SHORT PROBLEM A: Can you rewrite the records, starting at the line that has "Spot the banner" and stopping after the line that has "[(54, 132)]", with "Target" changed to "Object" and nothing else altered?

SOURCE PASSAGE:
______
Secondly, the implementation of these interrupts will not be directly included in the library by ThreadX; you need to implement them yourself.
It is recommended to create a tx_initialize_low_level.S file in another folder of your project, then find a suitable file with the same name in the ThreadX package (examples are available for different architectures) and copy that file into your created folder. Do not directly include their example, as it will compromise the independence of the source package.
Then modify your file according to the compilation errors, mainly focusing on matching the link symbols, such as the names of the interrupt vector table.
Here is a simple example. Technically, all the interrupt functions they provide should be replaced and masked, but it is unnecessary to change the names of your interrupt functions; just mask the two necessary interrupt functions for them to take over, as the others are not very significant.
______
MATERIAL SHOWN:
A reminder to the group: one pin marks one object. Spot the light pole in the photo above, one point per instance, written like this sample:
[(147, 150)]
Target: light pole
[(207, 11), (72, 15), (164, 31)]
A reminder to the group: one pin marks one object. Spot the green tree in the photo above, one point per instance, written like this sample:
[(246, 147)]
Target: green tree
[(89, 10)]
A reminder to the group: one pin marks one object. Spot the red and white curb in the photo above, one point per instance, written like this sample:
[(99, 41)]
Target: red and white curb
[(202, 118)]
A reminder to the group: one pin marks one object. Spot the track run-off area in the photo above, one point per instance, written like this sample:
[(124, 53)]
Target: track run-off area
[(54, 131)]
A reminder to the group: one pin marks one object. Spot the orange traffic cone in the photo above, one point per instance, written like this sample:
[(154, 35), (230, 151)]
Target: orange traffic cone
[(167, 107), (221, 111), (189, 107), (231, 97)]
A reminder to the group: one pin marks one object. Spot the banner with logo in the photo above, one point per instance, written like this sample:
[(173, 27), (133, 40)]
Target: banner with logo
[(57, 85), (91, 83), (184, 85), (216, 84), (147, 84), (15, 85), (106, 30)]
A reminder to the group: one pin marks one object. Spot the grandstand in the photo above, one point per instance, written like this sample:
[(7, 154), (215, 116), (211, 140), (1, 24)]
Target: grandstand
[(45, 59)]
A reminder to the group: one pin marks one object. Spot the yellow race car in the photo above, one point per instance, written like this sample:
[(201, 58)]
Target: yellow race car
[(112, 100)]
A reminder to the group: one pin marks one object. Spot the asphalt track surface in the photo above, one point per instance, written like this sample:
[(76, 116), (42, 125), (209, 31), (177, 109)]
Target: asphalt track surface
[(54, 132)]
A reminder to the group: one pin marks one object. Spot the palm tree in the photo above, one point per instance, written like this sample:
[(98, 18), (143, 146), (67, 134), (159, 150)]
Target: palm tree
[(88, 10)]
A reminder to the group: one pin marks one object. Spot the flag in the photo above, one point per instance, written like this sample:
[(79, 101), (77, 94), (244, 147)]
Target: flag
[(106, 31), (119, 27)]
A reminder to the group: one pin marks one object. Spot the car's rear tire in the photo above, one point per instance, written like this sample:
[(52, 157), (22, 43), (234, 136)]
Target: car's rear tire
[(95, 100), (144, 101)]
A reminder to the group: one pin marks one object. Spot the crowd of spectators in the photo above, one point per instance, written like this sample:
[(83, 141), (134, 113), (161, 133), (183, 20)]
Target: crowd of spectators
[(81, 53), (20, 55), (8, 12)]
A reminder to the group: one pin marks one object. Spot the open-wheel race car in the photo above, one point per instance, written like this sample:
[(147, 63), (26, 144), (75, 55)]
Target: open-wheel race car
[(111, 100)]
______
SHORT PROBLEM B: Could you extend the passage on implementing ThreadX low-level interrupt handling, picking up after its last sentence?

EXPECTED ANSWER A:
A reminder to the group: one pin marks one object. Spot the banner with logo in the photo above, one point per instance, written like this sample:
[(173, 27), (133, 40)]
Object: banner with logo
[(57, 85), (91, 83), (184, 85), (216, 84), (147, 84), (15, 85), (106, 30)]
A reminder to the group: one pin marks one object. Spot the grandstand in the photo above, one point per instance, written like this sample:
[(7, 154), (215, 116), (211, 140), (1, 24)]
Object: grandstand
[(45, 59)]
A reminder to the group: one pin marks one object. Spot the yellow race car in the photo above, one point per instance, written like this sample:
[(201, 58)]
Object: yellow race car
[(112, 100)]
A reminder to the group: one pin marks one object. Spot the asphalt track surface in the photo above, one point per instance, written like this sample:
[(76, 116), (42, 125), (209, 31), (177, 109)]
Object: asphalt track surface
[(54, 132)]

EXPECTED ANSWER B:
/**************************************************************************/
/* */
/* Copyright (c) Microsoft Corporation. All rights reserved. */
/* */
/* This software is licensed under the Microsoft Software License */
/* Terms for Microsoft Azure RTOS. Full text of the license can be */
/* found in the LICENSE file at https://aka.ms/AzureRTOS_EULA */
/* and in the root directory of this software. */
/* */
/**************************************************************************/
/**************************************************************************/
/**************************************************************************/
/** */
/** ThreadX Component */
/** */
/** Initialize */
/** */
/**************************************************************************/
/**************************************************************************/
.global _tx_thread_system_stack_ptr
.global _tx_initialize_unused_memory
.global __RAM_segment_used_end__
.global _tx_timer_interrupt
.global __main
.global __gVectors
.global __tx_NMIHandler // NMI
.global __tx_BadHandler // HardFault
.global __tx_DBGHandler // Monitor
.global __tx_PendSVHandler // PendSV
.global __tx_SysTickHandler // SysTick
.global __tx_IntHandler // Int 0
SYSTEM_CLOCK = 600000000
SYSTICK_CYCLES = ((SYSTEM_CLOCK / 1000) -1)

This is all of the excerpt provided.